Instruksi 1:
Menurut artikel tentang Islam moderat, mengapa Duta Besar RI untuk Hongaria juga hadir dalam kajian tersebut?
Instruksi 2:
Tulis ulang bagian artikel tentang Islam moderat yang dibuka dengan kata-kata berisi "PWMU.CO – PCIM" dan ditutup dengan "Hongaria Hazim Hamid.", lalu ganti "Kedutaan Besar RI" dengan "KBRI".

*** Bagian Dokumen

PWMU.CO – PCIM Diajak Internasionalisasikan Islam Moderat. Demikian ajakan Hajriyanto Yasin Thohari pada Kajian Ramadhan, bertema Penguatan Islam Moderat di Eropa, Sabtu (1/4/21).
Kajian ini diselenggarakan atas kolaborasi PCIM Hongaria dan Kedutaan Besar RI di Budapest. Maka, hadir juga Duta Besar Luar Biasa dan Berkuasa Penuh RI untuk Republik Hongaria HE AH Dimas Wahab dan Ketua Pimpinan Cabang Istimewa Muhammadiyah (PCIM) Hongaria Hazim Hamid.
Pesertanya tidak hanya anggota PCIM Hongaria, tapi juga dihadiri PCIM Perancis, Turki, Inggris, Belanda, Jerman, Spanyol, dan Rusia.
Indonesia Utamakan Islam Moderat
Hajri—sapaan Duta Besar Luar Biasa dan Berkuasa Penuh RI untuk Lebanon—mengatakan, Indonesia sangat mengutamakan Islam moderat. Bahkan, hal ini menjadi kebijakan nasional yang mendapat dukungan umat Islam di Indonesia.
“Moderasi beragama—dalam konteks Islam—jadi bagian strategi membangun Indonesia,” ujarnya.
Dia menceritakan, memahami bangsanya beragam, para pendiri bangsa Indonesia sejak awal sudah mewariskan kesepakatan bentuk berbangsa dan bernegara. Yaitu NKRI yang berdasarkan pancasila, yang telah nyata berhasil menyatukan bangsa Indonesia.
“Indonesia bukan negara agama, juga bukan negara sekuler, juga tidak memisahkan agama dari kehidupan sehari-hari,” tegasnya.
Hajriyanto menegaskan, bagi Muhammadiyah, NKRI yang berdasarkan Pancasila merupakan darul ahdi wa syahadah. Yaitu negeri konsensus, kesepakatan, atau perjanjian.
“Muhammadiyah tidak akan pernah mengkhianati janji itu dan akan selalu setia mengawal perjalanan RI menuju pencapaian cita-cita,” ungkap Ketua Pimpinan Pusat (PP) Muhammadiyah Periode 2015-2020 itu.
Di Indonesia, lanjutnya, nilai-nilai agama dipelihara dan dipadukan dengan nilai-nilai kearifan dan adat istiadat lokal, tentunya yang tidak bertentangan dengan ketauhidan. Hukum agama juga dilembagakan oleh negara. Ritual agama dan budaya berjalin berkelindan dengan damai.
“Itulah sesungguhnya jati diri bangsa Indonesia!” ujar Hajri.
Internasionalisasikan Islam Moderat
Sekarang, menurut Hajri, Islam moderat di Indonesia perlu mengembangkan fokus ke luar negeri. Dalam rangka menginternasionalisasi itu, Hajri yakin peran para peserta dalam kajian ini, sangat penting dan strategis.
“Untuk itu, perlu studi Eropa agar lebih memahami secara komperehensif tentang Eropa,” ajaknya kepada seluruh peserta.

******
*** Data yang Diberikan

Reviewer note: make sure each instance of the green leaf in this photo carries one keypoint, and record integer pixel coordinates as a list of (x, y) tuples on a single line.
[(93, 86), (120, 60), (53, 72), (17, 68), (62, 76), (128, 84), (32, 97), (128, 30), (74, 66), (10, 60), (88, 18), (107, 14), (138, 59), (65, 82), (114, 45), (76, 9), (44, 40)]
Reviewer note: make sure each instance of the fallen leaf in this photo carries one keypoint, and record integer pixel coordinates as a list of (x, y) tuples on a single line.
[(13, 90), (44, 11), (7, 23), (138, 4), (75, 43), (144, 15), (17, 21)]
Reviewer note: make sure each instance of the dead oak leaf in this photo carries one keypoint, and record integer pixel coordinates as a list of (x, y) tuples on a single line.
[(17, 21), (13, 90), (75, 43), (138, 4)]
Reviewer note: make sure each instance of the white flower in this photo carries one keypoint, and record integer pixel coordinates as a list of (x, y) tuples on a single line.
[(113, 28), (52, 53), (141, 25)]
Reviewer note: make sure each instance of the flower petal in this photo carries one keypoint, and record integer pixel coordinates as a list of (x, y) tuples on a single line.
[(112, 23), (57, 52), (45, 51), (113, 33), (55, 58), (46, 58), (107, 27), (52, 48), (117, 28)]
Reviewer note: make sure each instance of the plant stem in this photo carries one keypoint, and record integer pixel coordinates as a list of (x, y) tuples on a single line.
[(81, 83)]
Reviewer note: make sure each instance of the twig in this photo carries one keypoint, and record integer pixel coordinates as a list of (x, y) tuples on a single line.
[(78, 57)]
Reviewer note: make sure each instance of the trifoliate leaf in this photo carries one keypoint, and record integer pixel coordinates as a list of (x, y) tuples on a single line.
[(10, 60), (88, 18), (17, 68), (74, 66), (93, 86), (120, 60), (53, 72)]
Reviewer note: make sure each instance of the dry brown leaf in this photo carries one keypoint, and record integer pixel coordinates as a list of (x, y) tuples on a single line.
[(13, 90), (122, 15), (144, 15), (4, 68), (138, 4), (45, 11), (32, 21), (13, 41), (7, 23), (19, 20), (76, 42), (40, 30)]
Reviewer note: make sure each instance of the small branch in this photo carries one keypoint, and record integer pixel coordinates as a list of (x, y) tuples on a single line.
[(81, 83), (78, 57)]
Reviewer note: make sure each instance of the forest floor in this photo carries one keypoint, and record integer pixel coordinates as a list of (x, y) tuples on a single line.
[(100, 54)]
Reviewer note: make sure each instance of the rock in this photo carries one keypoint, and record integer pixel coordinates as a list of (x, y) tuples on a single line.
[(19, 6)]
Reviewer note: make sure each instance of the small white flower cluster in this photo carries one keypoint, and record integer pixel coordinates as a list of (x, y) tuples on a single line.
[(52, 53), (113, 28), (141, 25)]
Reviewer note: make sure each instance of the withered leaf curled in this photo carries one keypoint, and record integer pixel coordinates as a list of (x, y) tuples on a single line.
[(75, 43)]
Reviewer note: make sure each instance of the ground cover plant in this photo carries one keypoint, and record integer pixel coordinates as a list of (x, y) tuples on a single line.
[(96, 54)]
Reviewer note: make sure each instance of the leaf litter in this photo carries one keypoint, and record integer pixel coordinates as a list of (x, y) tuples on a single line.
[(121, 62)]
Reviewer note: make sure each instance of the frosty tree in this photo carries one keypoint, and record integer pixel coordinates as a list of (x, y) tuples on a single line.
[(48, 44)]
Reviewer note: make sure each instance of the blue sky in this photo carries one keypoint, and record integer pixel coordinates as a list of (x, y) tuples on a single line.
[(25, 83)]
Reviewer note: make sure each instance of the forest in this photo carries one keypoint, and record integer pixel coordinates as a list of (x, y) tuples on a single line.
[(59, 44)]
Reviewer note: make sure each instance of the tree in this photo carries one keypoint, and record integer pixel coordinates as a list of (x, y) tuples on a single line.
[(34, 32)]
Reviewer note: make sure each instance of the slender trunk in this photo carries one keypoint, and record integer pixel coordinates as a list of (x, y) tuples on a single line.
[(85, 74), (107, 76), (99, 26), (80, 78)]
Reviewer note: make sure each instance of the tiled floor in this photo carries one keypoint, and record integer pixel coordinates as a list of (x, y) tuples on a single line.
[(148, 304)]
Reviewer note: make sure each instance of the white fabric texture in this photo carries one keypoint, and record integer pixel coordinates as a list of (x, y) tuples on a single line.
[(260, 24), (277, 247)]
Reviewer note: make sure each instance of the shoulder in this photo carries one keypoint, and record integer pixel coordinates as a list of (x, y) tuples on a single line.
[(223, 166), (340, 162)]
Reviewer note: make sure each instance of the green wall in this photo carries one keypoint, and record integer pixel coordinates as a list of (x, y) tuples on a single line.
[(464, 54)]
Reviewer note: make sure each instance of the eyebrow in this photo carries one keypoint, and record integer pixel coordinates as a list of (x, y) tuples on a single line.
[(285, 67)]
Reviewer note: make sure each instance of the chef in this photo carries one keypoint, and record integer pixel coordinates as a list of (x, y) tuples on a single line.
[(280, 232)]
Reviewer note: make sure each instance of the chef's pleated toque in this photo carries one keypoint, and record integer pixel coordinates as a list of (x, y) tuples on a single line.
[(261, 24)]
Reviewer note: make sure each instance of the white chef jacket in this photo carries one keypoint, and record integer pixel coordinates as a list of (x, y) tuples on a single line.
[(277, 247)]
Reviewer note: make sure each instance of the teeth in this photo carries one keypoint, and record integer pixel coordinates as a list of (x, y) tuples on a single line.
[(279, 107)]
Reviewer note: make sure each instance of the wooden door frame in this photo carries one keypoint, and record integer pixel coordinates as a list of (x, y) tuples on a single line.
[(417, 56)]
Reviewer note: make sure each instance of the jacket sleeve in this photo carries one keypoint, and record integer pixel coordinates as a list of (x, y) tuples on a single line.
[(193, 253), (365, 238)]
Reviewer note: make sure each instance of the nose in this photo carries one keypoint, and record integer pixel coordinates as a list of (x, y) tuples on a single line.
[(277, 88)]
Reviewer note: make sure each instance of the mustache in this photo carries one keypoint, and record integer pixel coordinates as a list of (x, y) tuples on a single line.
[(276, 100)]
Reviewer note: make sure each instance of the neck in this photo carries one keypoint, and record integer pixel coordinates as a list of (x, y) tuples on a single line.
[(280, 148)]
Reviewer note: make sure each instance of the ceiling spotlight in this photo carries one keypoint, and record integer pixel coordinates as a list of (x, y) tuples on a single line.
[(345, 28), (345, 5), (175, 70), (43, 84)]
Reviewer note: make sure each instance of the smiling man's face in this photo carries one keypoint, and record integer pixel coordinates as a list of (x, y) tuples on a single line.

******

Jawaban Akhir 1:
Duta Besar RI untuk Hongaria juga hadir karena kajian itu diselenggarakan atas kolaborasi PCIM Hongaria dan Kedutaan Besar RI di Budapest.

Jawaban Akhir 2:
PWMU.CO – PCIM Diajak Internasionalisasikan Islam Moderat. Demikian ajakan Hajriyanto Yasin Thohari pada Kajian Ramadhan, bertema Penguatan Islam Moderat di Eropa, Sabtu (1/4/21).
Kajian ini diselenggarakan atas kolaborasi PCIM Hongaria dan KBRI di Budapest. Maka, hadir juga Duta Besar Luar Biasa dan Berkuasa Penuh RI untuk Republik Hongaria HE AH Dimas Wahab dan Ketua Pimpinan Cabang Istimewa Muhammadiyah (PCIM) Hongaria Hazim Hamid.